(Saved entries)
--------------------------------
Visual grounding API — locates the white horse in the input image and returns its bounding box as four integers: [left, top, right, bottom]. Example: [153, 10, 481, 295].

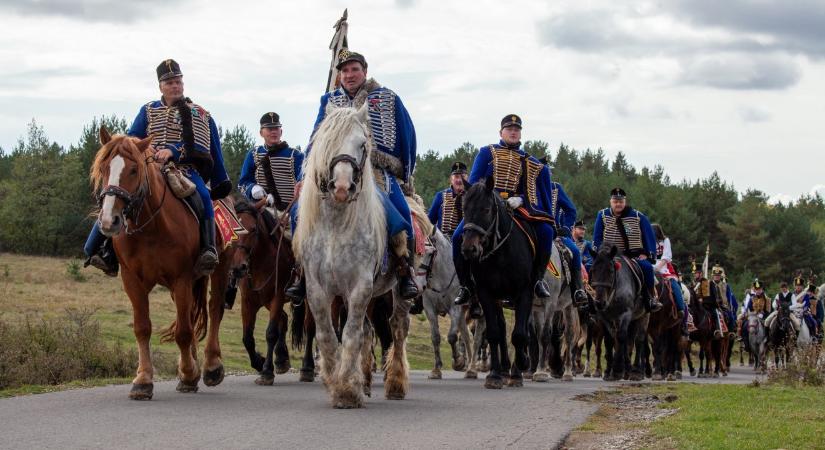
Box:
[746, 311, 768, 373]
[417, 228, 474, 380]
[531, 243, 581, 382]
[293, 104, 410, 408]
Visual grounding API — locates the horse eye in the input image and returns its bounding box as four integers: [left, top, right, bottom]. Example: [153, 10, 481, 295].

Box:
[130, 168, 137, 175]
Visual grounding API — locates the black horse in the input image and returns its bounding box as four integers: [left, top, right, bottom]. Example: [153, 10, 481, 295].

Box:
[458, 177, 547, 389]
[589, 245, 648, 381]
[769, 302, 795, 368]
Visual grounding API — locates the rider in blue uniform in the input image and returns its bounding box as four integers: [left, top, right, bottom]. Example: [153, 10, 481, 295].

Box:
[572, 220, 596, 274]
[289, 50, 418, 300]
[428, 161, 468, 240]
[84, 59, 231, 277]
[592, 188, 663, 312]
[453, 114, 557, 306]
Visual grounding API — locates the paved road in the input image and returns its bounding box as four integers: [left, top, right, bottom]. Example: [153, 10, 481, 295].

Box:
[0, 368, 757, 449]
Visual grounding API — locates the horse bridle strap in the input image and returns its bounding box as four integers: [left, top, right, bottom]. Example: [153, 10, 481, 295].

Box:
[319, 144, 369, 201]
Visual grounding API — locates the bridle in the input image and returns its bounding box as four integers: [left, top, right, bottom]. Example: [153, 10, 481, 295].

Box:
[463, 191, 514, 262]
[97, 153, 167, 235]
[590, 259, 618, 307]
[319, 143, 369, 203]
[233, 204, 292, 293]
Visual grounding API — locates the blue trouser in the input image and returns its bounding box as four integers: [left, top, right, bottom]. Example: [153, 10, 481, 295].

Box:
[289, 173, 411, 241]
[452, 218, 555, 262]
[560, 237, 582, 270]
[636, 258, 655, 291]
[84, 170, 212, 257]
[669, 278, 686, 312]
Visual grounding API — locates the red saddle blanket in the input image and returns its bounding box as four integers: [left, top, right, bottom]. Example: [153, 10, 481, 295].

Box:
[214, 199, 246, 250]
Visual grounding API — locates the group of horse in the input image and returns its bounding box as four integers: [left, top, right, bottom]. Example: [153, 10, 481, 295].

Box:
[91, 102, 816, 409]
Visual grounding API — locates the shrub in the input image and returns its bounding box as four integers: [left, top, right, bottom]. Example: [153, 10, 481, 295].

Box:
[65, 260, 87, 282]
[767, 345, 824, 387]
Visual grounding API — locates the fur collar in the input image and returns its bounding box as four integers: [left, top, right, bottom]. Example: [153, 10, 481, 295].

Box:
[265, 141, 290, 153]
[347, 78, 382, 108]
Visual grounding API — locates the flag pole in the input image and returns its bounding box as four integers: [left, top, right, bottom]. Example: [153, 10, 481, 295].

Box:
--------------------------------
▶ [REQUIREMENT]
The response should be an exact copy of the lines from the one with "Visual grounding API — locates the shrub" through the end of the data, with no other text.

▶ [RESULT FOR THIS TASK]
Visual grounding API — locates the shrub in the input image and returns its bounding box as four integers: [left, top, right, bottom]. Example: [153, 10, 481, 295].

Box:
[65, 260, 87, 282]
[767, 345, 824, 387]
Visual grounding API — locates the fur collar in the input image and returns its bounding box as four integers: [left, top, right, bottom]. Example: [153, 10, 481, 295].

Box:
[265, 141, 290, 153]
[347, 78, 382, 108]
Visual grounding API — locates the flag pole in the input image and returns its bounding box as four integers: [left, top, right, bottom]. Example: [153, 10, 481, 295].

Box:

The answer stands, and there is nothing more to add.